• _SOURCE EXCERPT_

○ ○ ○ ○ ○

Curious how other environments do this... DEV to Prod comparison

Grimlaking · May 9, 2018

Where I work in the specific area I work I need to be clear. We are considered very critical to my companies business.

One of the things we do to help us maintain up time is if we have a piece of hardware or software we need to run in production. We have the exact like in Development. We even did this with our VM infrastructure.

Before starting we got three small 20 core systems with 128 gig of ram each and a 12 TB dell storage setup to test on. Once it was decided we bought 3 hosts (going with 5 per VM cluster in Prod) of 38 core 512GB systems connected to a independent VNX5400 (each cluster using it's own hardware for redundancy's sake.)

I'm getting the impression I'm rather lucky we have a group that does this for our servers and infrastructure and most places are not allowed the freedom/budget to do this sort of thing.

Or am I way off base here?

cjcox · May 9, 2018

Not off base, not sure of your capacity needs though. Personally, I would have gone with 3 separate storage systems per cluster (choosing something cheaper than the expensive VNX5400). But that's me.

Grimlaking · May 9, 2018

Cjcox, out of curiosity, why would you want 3 different storage solutions per cluster? Our VNX is setup with fastcache (for our pool) some SSD, and the rest 15k RPM SAS drives.

Vengance_01 · May 10, 2018

You are right. At my old job our main hardware was ucs b200 blades with various configs due to different generations. Storage was all flash with some sas NetApp array. Our test or Dev if you could call it that we're old hp blade chassis and old mostly sata with some sas. You guys did it right but not everyone has the budget to do it right.

Spartacus09 · May 12, 2018

Depending on your business, mine as a software company our dev is all local. We're using kubertes/docker for our applications running on Linux VMs (hypervisored on esxi).
We then push all the polished apps to GCP and AWS (also containerized) for our UAT environment followed by production environments after final checks.
Our product has both on-premise and SaaS based offerings though.

dgingeri · May 14, 2018

Well, my employer is not so good about that. We're running prod on a pair of Xeon E5-2620 v2 machines, and our dev/QA VMs are running on the old prod stack, a pair of Dell 1950s with 2 dual core Xeon 5400 series chips. The policy before I joined on was that prod gets upgraded every 5 years and Dev/QA gets the old prod machines.

Well, that was before we got bought out and had a full management changeover. Now, they're looking to replace our Dev/QA machines with a single socket AMD Epyc host, but no redundancy except in storage. They don't even want to spring for dual power supplies. They've also said they want to replace our prod hosts by 2020, but most of our prod purposes will be pushed out to "cloud hosted". We'll just have file servers and AD authentication locally, with all our Prod and QA web services hosted with AWS, Azure, Packet.net, and Rackspace. Dev will stay local, but that's about it.

Grimlaking · May 15, 2018

Dgineri, that sucks, I wouldn't want to work or do business with someone who has my information on the cloud. (not saying that is what your company is doing mind you.) I work for a private security company we are VERY concerned with redundancy, every server has a mirror, every server has redundant network and connection to the VNX. And each side (each site has two sides.) has it's mirror in an opposit server on identical hardware but completely saegregated out to the network core 9600's. Knock on wood but that's why we haven't had a outage in over 30 years.

○ ○ ○ ○ ○

• _WHAT YOU SHOULD DO_
Reproduce the part of the thread on matching dev and prod hardware that begins at the words "We then push" and stops after "after final checks.".

• _INFORMATION PROVIDED_

○ ○ ○ ○ ○

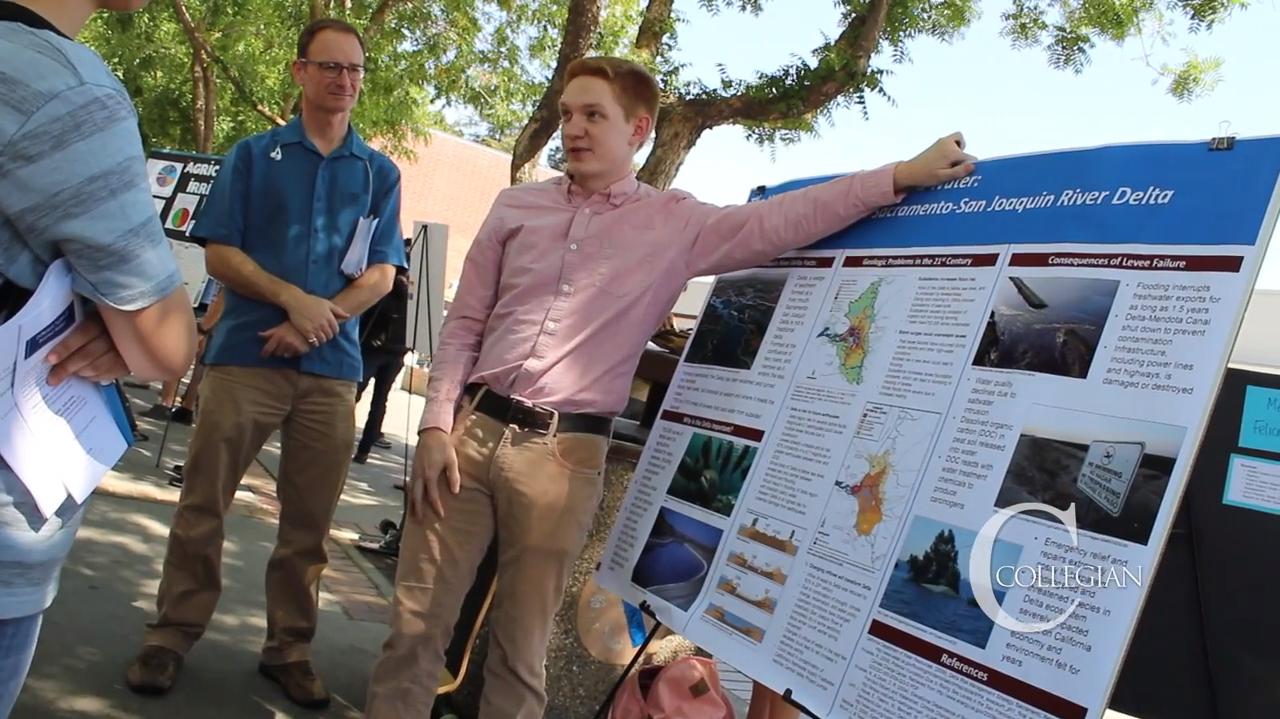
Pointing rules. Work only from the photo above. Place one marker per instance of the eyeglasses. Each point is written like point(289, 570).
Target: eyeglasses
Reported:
point(334, 69)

○ ○ ○ ○ ○

• _WRITTEN RESPONSE_
We then push all the polished apps to GCP and AWS (also containerized) for our UAT environment followed by production environments after final checks.